## Provided text
══════════════════════════════

Musicians who play wind instruments have been advised to regularly clean them after a 61-year-old man died of a lung disease believed to have been caused by mould inside his bagpipes. Doctors issued a warning for the hazard dubbed "bagpipe lung" after the man died of the chronic inflammatory lung condition, hypersensitivity pneumonitis.
Doctors believe the death of the man in 2014 may have been caused by years of breathing in mould and fungus which was festering inside the moist interior of his bagpipes.
Writing in the journal Thorax, doctors described hypersensitivity pneumonitis as being triggered by the immune system's response to an inhaled environmental antigen, which is usually associated with occupational exposure to birds such as pigeons.
When the 61-year-old was diagnosed with the lung disease in 2009, the cause had not been identified as he was not a pigeon carrier, his home did not show signs of mould or water damage, nor was he a smoker. However, the man did play the bagpipes daily as a hobby and his symptoms "rapidly improved" when he did not play them for three months while on holiday in Australia.

══════════════════════════════

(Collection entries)
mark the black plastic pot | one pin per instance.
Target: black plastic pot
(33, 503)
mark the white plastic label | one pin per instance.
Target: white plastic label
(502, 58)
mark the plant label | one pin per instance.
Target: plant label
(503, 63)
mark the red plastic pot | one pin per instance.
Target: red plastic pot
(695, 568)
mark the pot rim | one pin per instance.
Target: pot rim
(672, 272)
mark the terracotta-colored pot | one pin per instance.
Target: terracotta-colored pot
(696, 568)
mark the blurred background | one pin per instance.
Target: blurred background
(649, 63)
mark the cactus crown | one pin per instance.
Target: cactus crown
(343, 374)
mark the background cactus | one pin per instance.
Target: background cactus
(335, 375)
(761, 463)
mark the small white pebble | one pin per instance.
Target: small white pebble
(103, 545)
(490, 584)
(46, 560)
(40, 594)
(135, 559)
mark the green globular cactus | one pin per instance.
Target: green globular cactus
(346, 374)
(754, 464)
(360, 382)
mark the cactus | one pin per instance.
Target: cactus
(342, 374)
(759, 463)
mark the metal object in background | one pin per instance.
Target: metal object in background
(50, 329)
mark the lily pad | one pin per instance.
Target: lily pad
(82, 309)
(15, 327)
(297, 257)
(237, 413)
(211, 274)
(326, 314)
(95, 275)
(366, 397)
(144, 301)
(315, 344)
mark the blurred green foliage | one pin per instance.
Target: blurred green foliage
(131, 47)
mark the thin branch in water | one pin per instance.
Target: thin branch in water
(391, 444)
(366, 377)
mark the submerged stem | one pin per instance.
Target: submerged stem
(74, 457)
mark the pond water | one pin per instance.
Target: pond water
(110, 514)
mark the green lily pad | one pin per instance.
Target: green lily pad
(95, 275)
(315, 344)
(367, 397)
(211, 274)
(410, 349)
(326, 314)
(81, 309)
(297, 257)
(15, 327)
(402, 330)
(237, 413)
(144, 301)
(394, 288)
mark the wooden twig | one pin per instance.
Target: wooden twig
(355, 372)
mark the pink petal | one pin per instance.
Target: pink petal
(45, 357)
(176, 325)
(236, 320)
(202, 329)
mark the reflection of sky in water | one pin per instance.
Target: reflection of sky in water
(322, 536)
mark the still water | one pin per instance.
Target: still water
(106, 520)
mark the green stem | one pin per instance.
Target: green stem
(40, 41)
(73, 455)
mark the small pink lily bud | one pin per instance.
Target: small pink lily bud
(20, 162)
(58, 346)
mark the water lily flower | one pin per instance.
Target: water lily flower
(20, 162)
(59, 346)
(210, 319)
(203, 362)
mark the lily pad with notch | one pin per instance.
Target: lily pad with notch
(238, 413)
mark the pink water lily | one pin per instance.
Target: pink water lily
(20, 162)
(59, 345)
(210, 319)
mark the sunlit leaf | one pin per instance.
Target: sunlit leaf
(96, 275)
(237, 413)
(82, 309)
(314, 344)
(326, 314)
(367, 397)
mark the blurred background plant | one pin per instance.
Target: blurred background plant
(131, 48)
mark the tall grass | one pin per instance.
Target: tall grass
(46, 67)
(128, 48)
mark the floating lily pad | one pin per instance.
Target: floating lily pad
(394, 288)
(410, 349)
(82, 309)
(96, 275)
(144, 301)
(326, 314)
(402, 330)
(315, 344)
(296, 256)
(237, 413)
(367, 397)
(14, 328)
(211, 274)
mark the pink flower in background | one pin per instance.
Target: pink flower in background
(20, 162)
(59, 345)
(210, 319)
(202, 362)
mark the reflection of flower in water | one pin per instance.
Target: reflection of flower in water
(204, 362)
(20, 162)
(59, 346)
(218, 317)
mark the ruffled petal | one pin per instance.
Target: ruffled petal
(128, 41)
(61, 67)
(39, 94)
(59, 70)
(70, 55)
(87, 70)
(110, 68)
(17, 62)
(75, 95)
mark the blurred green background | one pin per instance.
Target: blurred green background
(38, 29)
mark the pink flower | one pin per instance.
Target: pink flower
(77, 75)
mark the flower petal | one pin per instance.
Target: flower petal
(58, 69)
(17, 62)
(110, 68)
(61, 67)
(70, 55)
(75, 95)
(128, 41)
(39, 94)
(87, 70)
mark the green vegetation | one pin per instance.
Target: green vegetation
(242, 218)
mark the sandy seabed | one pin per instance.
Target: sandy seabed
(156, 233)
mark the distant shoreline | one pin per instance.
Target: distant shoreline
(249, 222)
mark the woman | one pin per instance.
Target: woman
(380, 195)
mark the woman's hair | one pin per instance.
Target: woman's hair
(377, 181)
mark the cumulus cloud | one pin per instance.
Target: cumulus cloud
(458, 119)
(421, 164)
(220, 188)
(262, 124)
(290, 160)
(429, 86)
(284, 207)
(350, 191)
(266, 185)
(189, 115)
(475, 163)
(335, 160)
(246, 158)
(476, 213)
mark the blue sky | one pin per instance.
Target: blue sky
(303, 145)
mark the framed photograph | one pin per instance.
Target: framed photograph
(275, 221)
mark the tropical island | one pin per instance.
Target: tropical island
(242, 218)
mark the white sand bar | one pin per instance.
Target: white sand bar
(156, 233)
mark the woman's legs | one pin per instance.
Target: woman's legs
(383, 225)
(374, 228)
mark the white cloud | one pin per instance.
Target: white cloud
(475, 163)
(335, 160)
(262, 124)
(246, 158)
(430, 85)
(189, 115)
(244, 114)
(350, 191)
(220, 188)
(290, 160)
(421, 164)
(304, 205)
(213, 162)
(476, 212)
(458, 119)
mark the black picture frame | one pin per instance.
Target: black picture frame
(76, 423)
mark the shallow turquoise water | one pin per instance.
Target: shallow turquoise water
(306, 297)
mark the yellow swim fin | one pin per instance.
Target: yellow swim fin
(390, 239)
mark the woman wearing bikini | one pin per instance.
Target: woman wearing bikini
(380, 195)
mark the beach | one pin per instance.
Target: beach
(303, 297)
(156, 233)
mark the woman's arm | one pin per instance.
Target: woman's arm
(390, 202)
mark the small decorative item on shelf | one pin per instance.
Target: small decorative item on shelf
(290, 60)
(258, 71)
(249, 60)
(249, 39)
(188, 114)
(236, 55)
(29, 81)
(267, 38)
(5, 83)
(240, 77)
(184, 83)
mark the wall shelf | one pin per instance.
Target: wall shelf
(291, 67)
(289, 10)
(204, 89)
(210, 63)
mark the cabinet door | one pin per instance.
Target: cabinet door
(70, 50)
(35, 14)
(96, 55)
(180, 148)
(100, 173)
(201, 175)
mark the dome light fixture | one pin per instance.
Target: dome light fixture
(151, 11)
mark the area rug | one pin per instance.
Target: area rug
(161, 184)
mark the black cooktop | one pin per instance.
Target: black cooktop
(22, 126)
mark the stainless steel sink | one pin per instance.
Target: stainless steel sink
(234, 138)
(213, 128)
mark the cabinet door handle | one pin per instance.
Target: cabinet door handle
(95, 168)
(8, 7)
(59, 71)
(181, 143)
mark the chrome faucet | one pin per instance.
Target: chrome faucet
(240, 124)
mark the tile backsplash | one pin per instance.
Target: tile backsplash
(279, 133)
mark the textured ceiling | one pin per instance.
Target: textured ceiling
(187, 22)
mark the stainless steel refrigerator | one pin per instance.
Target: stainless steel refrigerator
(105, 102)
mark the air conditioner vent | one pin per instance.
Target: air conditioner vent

══════════════════════════════

## Using the information
A – Write out the article on bagpipe lung from "Musicians who play" to "condition, hypersensitivity pneumonitis.".
B – Render this sentence from the article on bagpipe lung in Spanish: "Doctors believe the death of the man in 2014 may have been caused by years of breathing in mould and fungus which was festering inside the moist interior of his bagpipes."
C – According to the article on bagpipe lung, in which country was the man on holiday during the three months he did not play his bagpipes?

## Task-by-task solutions
A –
Musicians who play wind instruments have been advised to regularly clean them after a 61-year-old man died of a lung disease believed to have been caused by mould inside his bagpipes. Doctors issued a warning for the hazard dubbed "bagpipe lung" after the man died of the chronic inflammatory lung condition, hypersensitivity pneumonitis.

B – Los médicos creen que la muerte del hombre en 2014 pudo haber sido causada por años de inhalar moho y hongos que proliferaban en el interior húmedo de su gaita.

C – Australia.